WHAT THE EXERCISE ASKS:
Exactly reproduce the entries, dropping any pictures from your copy.

GIVEN RECORDS:
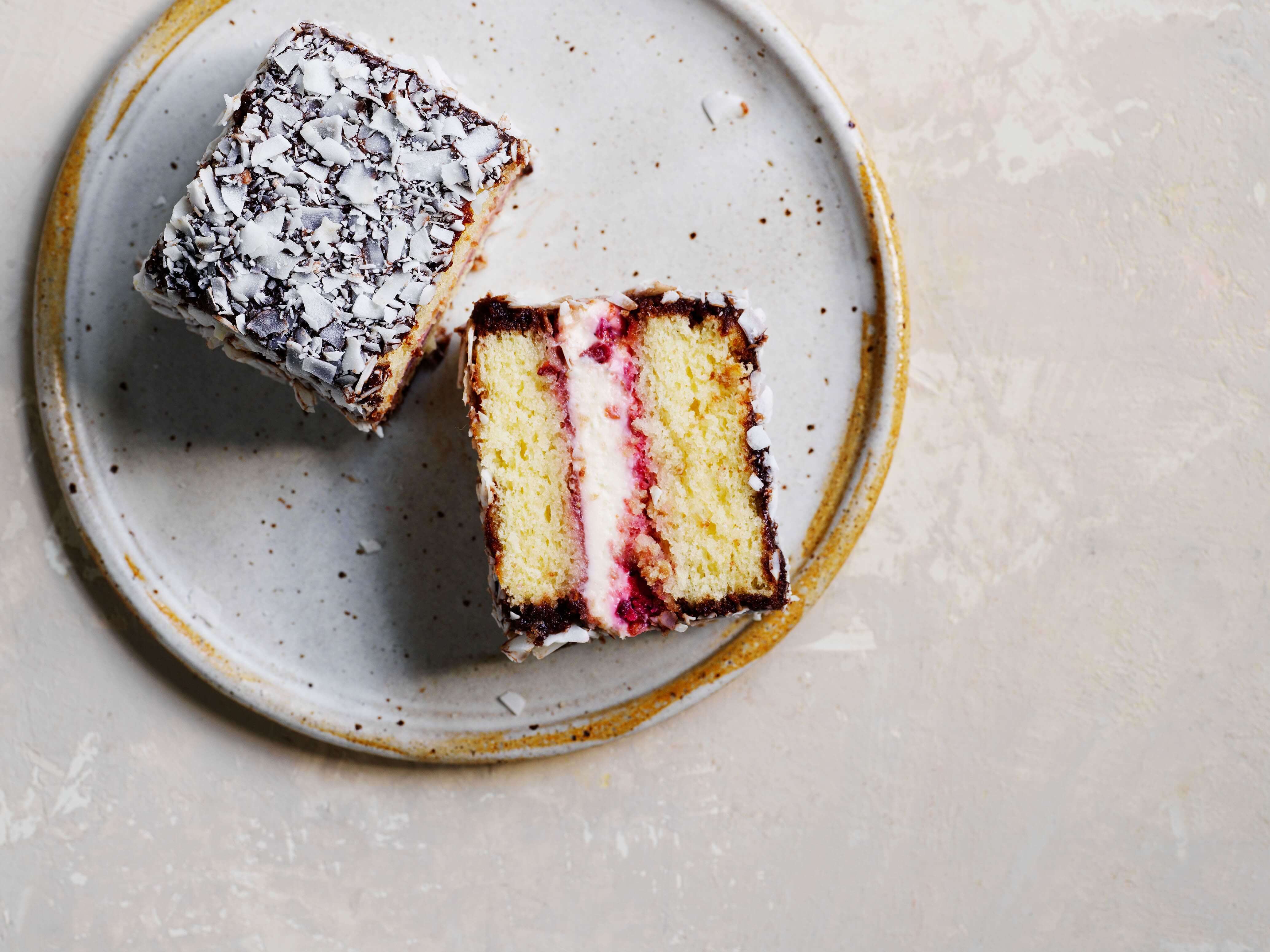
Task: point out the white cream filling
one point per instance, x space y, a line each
608 477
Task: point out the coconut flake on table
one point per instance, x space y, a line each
512 701
723 106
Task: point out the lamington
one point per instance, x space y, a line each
328 226
627 480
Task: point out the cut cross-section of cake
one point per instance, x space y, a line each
627 482
328 226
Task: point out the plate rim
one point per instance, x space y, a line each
847 502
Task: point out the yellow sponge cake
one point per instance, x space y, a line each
625 474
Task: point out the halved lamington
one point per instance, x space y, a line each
328 226
625 475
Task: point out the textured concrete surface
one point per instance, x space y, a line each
1033 711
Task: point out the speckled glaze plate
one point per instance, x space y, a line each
233 525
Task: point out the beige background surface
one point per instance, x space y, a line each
1032 712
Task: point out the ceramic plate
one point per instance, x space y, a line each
236 526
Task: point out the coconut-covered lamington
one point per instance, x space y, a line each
625 477
329 225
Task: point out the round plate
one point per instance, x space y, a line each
233 525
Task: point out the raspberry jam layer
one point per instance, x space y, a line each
610 461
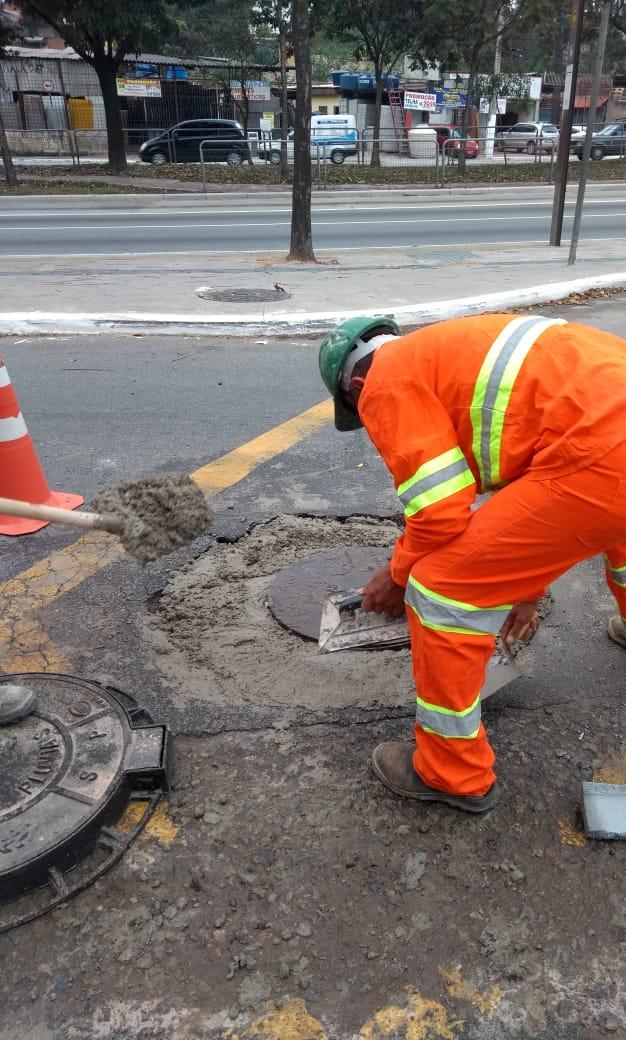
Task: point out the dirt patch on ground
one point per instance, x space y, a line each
214 638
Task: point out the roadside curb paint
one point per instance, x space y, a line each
300 322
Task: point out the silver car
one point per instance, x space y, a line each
528 137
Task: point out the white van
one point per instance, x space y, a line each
338 133
334 134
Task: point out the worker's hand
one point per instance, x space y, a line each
521 622
383 596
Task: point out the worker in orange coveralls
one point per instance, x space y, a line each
531 408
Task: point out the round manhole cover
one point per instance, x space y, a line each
296 595
243 295
67 770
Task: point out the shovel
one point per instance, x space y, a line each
52 514
345 626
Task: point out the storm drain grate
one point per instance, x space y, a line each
242 295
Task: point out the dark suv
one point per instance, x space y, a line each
225 143
609 140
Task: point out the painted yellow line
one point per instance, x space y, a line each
236 465
24 645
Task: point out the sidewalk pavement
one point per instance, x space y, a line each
132 292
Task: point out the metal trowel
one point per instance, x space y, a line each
345 626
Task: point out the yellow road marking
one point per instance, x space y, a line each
290 1022
568 833
420 1019
30 648
235 465
24 645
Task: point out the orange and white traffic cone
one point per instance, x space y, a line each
21 473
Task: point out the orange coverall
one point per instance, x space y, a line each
536 410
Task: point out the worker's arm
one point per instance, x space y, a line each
415 437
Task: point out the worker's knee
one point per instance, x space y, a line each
426 570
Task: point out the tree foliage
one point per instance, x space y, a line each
104 32
382 31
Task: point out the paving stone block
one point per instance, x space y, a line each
604 810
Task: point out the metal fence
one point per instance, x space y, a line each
46 94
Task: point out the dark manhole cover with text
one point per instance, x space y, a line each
66 771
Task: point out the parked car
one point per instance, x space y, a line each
449 139
225 143
609 140
270 150
528 137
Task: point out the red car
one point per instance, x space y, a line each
446 132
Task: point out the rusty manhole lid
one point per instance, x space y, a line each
67 771
242 295
296 595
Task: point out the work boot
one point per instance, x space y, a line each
617 630
16 703
392 763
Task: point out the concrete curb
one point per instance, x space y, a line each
332 196
300 322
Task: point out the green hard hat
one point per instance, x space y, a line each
334 351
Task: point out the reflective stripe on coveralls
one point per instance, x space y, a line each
443 614
618 574
436 479
444 722
447 615
493 390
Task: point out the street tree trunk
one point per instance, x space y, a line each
375 145
106 71
9 171
284 91
302 237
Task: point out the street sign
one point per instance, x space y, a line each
451 99
138 87
255 91
419 102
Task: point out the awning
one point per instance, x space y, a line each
584 102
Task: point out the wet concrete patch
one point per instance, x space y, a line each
214 640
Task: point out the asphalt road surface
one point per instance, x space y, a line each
240 227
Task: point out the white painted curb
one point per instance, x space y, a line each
297 322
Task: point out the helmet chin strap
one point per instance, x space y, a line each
362 349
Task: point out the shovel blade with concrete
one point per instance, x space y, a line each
345 626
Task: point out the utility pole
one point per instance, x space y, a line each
5 156
569 95
493 104
302 236
591 125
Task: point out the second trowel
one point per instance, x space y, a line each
345 626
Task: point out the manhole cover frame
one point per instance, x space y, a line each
142 772
330 571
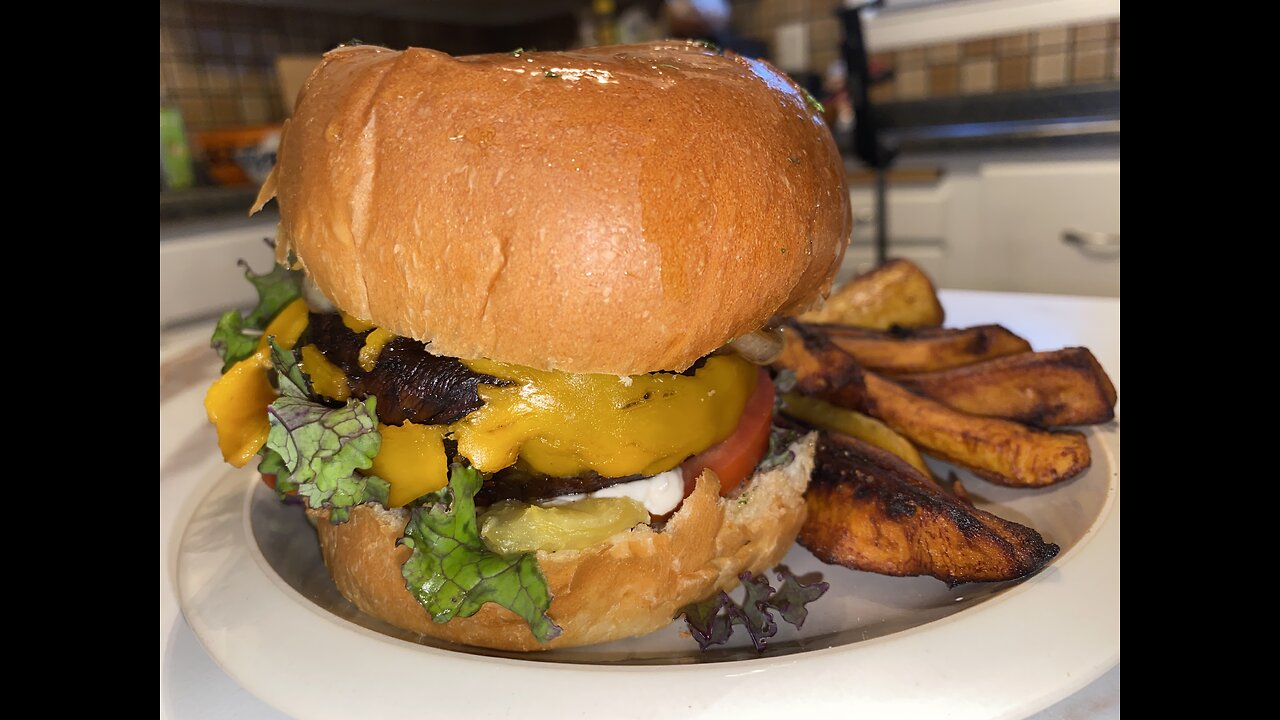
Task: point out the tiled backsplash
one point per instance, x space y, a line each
1082 54
218 59
1078 54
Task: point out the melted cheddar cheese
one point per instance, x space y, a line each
566 424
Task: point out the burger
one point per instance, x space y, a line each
512 360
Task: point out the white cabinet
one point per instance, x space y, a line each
996 222
1029 209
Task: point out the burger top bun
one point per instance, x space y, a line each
609 210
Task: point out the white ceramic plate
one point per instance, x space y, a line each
254 588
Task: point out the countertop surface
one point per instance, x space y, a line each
192 686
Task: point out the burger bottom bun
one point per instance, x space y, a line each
629 586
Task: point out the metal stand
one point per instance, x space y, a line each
867 142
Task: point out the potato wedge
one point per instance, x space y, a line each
1065 387
895 294
853 423
869 510
923 350
1002 451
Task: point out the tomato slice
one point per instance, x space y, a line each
735 459
269 481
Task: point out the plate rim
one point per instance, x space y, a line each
955 675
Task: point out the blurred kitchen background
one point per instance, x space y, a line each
982 137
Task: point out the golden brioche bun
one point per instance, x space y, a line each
609 210
629 586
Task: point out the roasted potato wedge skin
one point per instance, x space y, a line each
1000 450
869 510
1064 387
895 294
924 350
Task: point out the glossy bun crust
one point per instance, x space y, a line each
630 586
613 210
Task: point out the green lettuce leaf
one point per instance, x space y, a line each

WRITTEN RESPONSE:
Task: point out the white cream filling
one point per instance, x space y, a line each
608 477
Task: point out the coconut flake on table
one point per instance, x space y, a line each
512 701
723 106
Task: point out the lamington
one point per instance, x space y, a line each
328 226
627 480
Task: point out the cut cross-section of cake
one point per instance, x space y, a line each
627 482
328 226
Task: point out the plate rim
one point per instance, x space y, a line each
847 502
Task: point out the yellow sponge cake
one point per instance, x space y, a line each
625 474
Task: point out the halved lamington
one point per instance, x space y, a line each
328 226
625 475
Task: point out the textured concrete surface
one point per instance, x space y, a line each
1033 711
Task: point out the speckled glaze plate
one point per instance, x space y, a line each
233 525
Task: point out the beige background surface
one point per instance, x space y, a line each
1032 712
Task: point out the ceramic plate
one point per instance, x space y, a line each
236 526
Task: point out the coconut-covered lamington
one point per instance, x space y, a line each
625 477
329 225
Task: point out the round plate
one point per instance, x space y, a line each
233 525
Task: point out the raspberry jam layer
one point per instance, x space y, a line each
610 461
Task: point out the dirt patch on ground
one point per instance, x space y, a line each
214 638
Task: point out the roadside curb paint
one point per instance, x space y, a line each
300 322
Task: point out the silver car
one point per instance, x space y, a line each
528 137
Task: point out the white van
one point per instance, x space y, a line each
338 133
334 134
Task: point out the worker's hand
one point per instance, x space y, a line each
521 622
383 596
Task: point out the worker in orange coveralls
one point per instance, x space y, a line each
531 408
Task: point out the round manhole cover
one point per instance, x space y, a line each
296 595
243 295
67 770
Task: point out the shovel
one point per instance, x space y, a line each
52 514
345 626
Task: point out the storm drain grate
one point per instance, x space y, a line each
242 295
Task: point out the dark suv
one point per instance, x space y, a line each
225 143
609 140
Task: point out the painted yellow line
one point per instance, x space y, a line each
236 465
24 645
Task: point out the sidewalk pavement
one point per instance, x space y, a line each
132 292
Task: point out the metal trowel
one point per instance, x space y, a line each
345 626
Task: point out the yellow road marking
one point per instance, x space y, a line each
290 1022
568 833
420 1019
30 648
235 465
24 645
Task: point out the orange and white traffic cone
one point per instance, x space y, a line each
21 473
Task: point out the orange coverall
one point per instance, x space y, a line each
536 410
Task: point out the worker's arm
one point per instance, x space y, a line each
415 437
Task: point out the worker's knee
one point per instance, x space y, a line each
426 570
Task: point out the tree foliage
one point per instance, x space y, a line each
104 32
382 31
Task: point out the paving stone block
one point per instance, x space y, a line each
604 810
Task: point out the metal fence
one point per instance, x space y, a line each
46 94
Task: point out the dark manhole cover with text
one point per instance, x space y, a line each
66 771
Task: point out the parked car
one point per instance, x space y, a line each
449 139
225 143
609 140
270 150
528 137
Task: point out the red car
one point per instance, x space y, a line each
446 132
Task: point out the rusty manhole lid
one point per instance, x space y, a line each
67 771
242 295
296 595
Task: point out the work boot
one point per instance, x space y, a line each
617 630
16 703
392 763
Task: point out the concrete curb
one point per instance, x space y, a line each
332 196
300 322
Task: point out the green hard hat
one point per instance, x space y, a line each
334 351
Task: point out the reflective stripe on coveralls
one point per instance, x space y, a line each
443 614
618 574
436 479
444 722
447 615
493 390
Task: point out the street tree trunk
one point per instance, x space y, a line each
375 145
106 71
9 171
284 91
302 237
Task: point out the street sign
one point per instance, x space y, a line each
451 99
138 87
255 91
419 102
Task: point out the awning
one point per instance, x space y, a line each
584 102
Task: point out the wet concrete patch
one point per instance, x space y, a line each
214 640
Task: point out the asphalt road surface
one point per instance, x space y, a line each
240 227
Task: point out the white painted curb
one point per instance, x space y, a line each
297 322
Task: point out the helmet chin strap
one point per instance, x space y, a line each
362 349
Task: point out the shovel blade with concrete
one point per instance, x space y, a line each
345 626
Task: point out the utility pole
one point per instance, x space y, a line each
5 156
569 95
493 104
302 236
591 125
Task: point out the second trowel
one point per instance, x space y, a line each
345 626
Task: point out the manhole cover frame
one point per instance, x space y, a line each
142 772
330 571
Task: point out the tiled backsplash
one point per instance, x space y, a line each
1082 54
218 59
1078 54
Task: point out the melted cheddar cheese
one point per instance, x space y, a line each
566 424
Task: point out the burger
one point per instance, x space y, a line each
512 360
Task: point out the white cabinet
one point per instance, x space y, a line each
996 222
1029 209
Task: point out the burger top bun
one point per instance, x space y, a line each
609 210
Task: point out the white ceramic plate
one point per instance, x space y, a line each
254 588
Task: point out the countertop surface
one point per instance, x space y, a line each
192 686
Task: point out the burger bottom bun
one point per instance, x space y, a line each
629 586
Task: point out the metal stand
one point per instance, x space y, a line each
867 142
Task: point out the potato wedge
one point per instance, x space y, a line each
1065 387
895 294
853 423
869 510
923 350
1002 451
Task: point out the tomato slice
one point per instance, x space y, a line each
735 459
269 481
Task: point out the plate rim
one point per instance, x space y, a line each
955 675
Task: point out the blurred kitchen background
one point per instance, x space y, a line each
982 137
Task: point out the golden brioche bun
one point per instance, x space y, a line each
609 210
629 586
Task: point out the roasted potato wedge skin
one point per instance, x space y, a line each
1000 450
869 510
1064 387
895 294
924 350
Task: point out the glossy bun crust
one point per instance, x space y, a line each
630 586
613 210
Task: point out the green lettuce leaf
one point per instance, x space y, a line each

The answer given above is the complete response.